GOAL OF THE EXERCISE: Images are not part of the copy; write out the rest of the data exactly as given.

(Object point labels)
<<<<

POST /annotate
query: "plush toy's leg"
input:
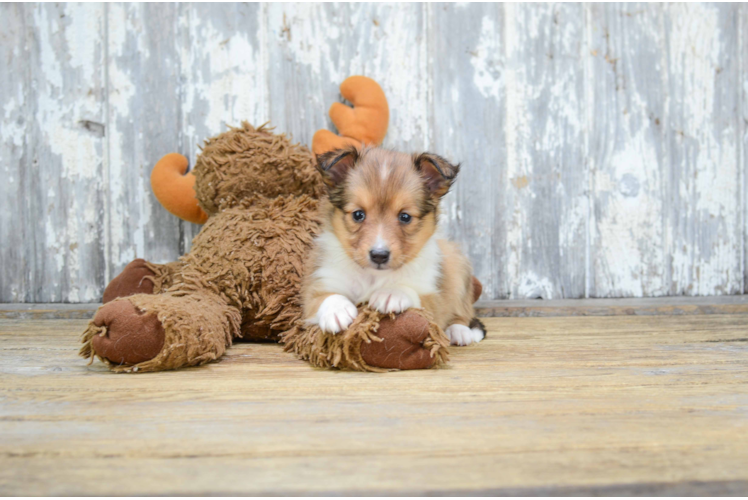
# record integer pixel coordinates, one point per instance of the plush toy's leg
(161, 331)
(140, 276)
(408, 341)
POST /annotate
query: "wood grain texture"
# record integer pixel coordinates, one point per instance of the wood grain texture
(629, 153)
(544, 196)
(543, 405)
(14, 154)
(313, 47)
(705, 183)
(144, 103)
(603, 145)
(223, 73)
(62, 219)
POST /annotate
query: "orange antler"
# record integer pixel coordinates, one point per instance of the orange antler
(175, 190)
(365, 123)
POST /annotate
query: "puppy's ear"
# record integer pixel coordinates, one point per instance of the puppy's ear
(437, 173)
(335, 165)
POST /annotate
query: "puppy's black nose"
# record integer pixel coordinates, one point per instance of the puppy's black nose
(379, 256)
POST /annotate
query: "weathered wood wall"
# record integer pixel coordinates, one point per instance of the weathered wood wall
(603, 145)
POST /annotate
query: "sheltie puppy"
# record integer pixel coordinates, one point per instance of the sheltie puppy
(380, 244)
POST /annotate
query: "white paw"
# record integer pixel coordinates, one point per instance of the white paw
(336, 314)
(463, 335)
(390, 300)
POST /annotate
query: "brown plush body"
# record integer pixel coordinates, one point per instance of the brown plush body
(258, 195)
(242, 276)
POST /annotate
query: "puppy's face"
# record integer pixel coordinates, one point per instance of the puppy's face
(384, 203)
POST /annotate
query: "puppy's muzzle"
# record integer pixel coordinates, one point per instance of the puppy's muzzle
(379, 257)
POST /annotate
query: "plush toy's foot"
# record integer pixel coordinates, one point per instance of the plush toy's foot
(402, 346)
(127, 336)
(373, 342)
(163, 331)
(133, 279)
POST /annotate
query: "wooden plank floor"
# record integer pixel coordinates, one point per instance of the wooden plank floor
(552, 405)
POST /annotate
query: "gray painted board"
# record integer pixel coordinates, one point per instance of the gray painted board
(602, 145)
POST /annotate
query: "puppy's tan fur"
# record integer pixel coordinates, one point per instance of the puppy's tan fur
(424, 270)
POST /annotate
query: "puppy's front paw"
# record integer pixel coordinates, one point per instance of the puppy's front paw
(464, 335)
(336, 314)
(392, 300)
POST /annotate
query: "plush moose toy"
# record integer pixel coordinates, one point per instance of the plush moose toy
(257, 194)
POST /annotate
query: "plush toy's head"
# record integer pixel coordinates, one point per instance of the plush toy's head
(245, 162)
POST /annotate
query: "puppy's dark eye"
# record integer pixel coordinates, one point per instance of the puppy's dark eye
(359, 215)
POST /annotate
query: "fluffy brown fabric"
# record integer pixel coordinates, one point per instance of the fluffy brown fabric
(243, 274)
(415, 342)
(135, 278)
(245, 162)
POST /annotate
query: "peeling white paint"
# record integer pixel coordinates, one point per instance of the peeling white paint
(517, 61)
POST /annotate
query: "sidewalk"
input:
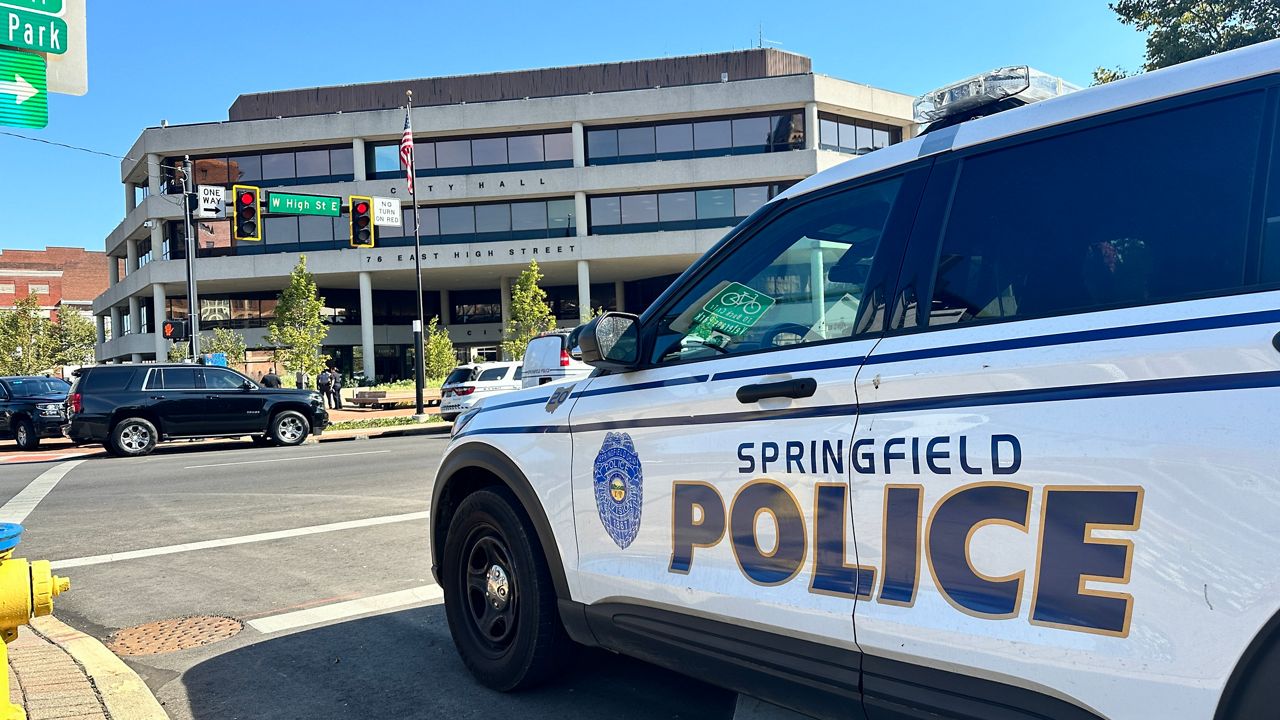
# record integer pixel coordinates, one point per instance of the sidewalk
(58, 673)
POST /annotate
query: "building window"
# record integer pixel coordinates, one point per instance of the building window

>>>>

TASK OUTPUT:
POST /annotate
query: "plush toy's leg"
input:
# record integer pixel coordinates, one point per instance of the plush toy's leg
(161, 331)
(140, 276)
(408, 341)
POST /annotate
query: "wood grain texture"
# record integer pixel coordinates, one point per instance of the wood grain texture
(629, 153)
(544, 196)
(543, 405)
(14, 154)
(313, 47)
(705, 183)
(144, 103)
(603, 145)
(223, 73)
(62, 219)
POST /annotate
query: "orange antler"
# record integer pixel coordinates, one point per instance of the orange antler
(175, 190)
(365, 123)
POST /annotate
query: "puppy's ear"
# record integer pixel coordinates, one point per instance of the puppy's ear
(437, 173)
(335, 165)
POST /annotate
query: "puppy's black nose"
# record integer pixel coordinates, one point per instance of the puppy's black nose
(379, 256)
POST /annotate
query: "weathered wood wall"
# record integer pixel coordinates, one point per instance of the weathered wood wall
(603, 145)
POST /annotate
query: "sheltie puppy"
# record integer pixel coordinates, one point per instance of the sheltie puppy
(380, 244)
POST /annotate
query: "white paw"
# record integer pixel coordinates, one point per instance of the white paw
(336, 314)
(463, 335)
(390, 300)
POST /annotate
query: "brown plush body"
# record integer pixel coordinates, one point per instance of the brown plush body
(258, 195)
(242, 276)
POST /annotate
query: "puppy's face"
# record integer pixel coordinates, one point per instance of the puppy's face
(384, 203)
POST /annotate
query: "puppy's muzzle"
# record integer pixel coordinates, one point per instance of the puppy's muzzle
(379, 257)
POST /annotate
query: "plush toy's foot"
# record integer pixel coordinates, one point per instance of the plush toy's foot
(402, 346)
(127, 336)
(373, 342)
(163, 331)
(133, 279)
POST /annotate
query: "wooden plank floor"
# record integer pixel coordinates, one point per instance of the wooden plank floor
(552, 405)
POST /annotate
query: "gray painted board"
# record integer pixel coordinates, one point per instance of the gray painted board
(602, 145)
POST /annotate
query: "puppy's tan fur"
# record integer pixel coordinates, one point per instance of the puppy's tan fur
(424, 270)
POST /annotate
query: "puppy's front paw"
# record integer pixel coordinates, one point per instance of the puppy's front paw
(464, 335)
(336, 314)
(392, 300)
POST /annotate
query: "plush moose toy"
# record integer pixel coordinates, one point per instance of the plush moose toy
(257, 194)
POST /annotate
query: "plush toy's head"
# record integer pixel coordinates, one point per instance of the plush toy's head
(245, 162)
POST /annotate
query: "puppy's dark eye"
# record integer pixel coordinates, one point per instance of the puppy's dark eye
(359, 215)
POST /annotate
query: "fluffy brown fabric"
# record integer pixel coordinates, one point per instance of the fluffy brown fabric
(243, 274)
(415, 342)
(135, 278)
(245, 162)
POST /annotate
query: "peeling white paint"
# record integer pixel coordinates, one point per instance of the peeling white paint
(517, 61)
POST /annotate
query: "sidewalk"
input:
# record integer pixel coordinates, one point per instance of the sidewalk
(58, 673)
POST /annotate
query: "building window"
# record integer pixel coordinates, one point per instance of the building window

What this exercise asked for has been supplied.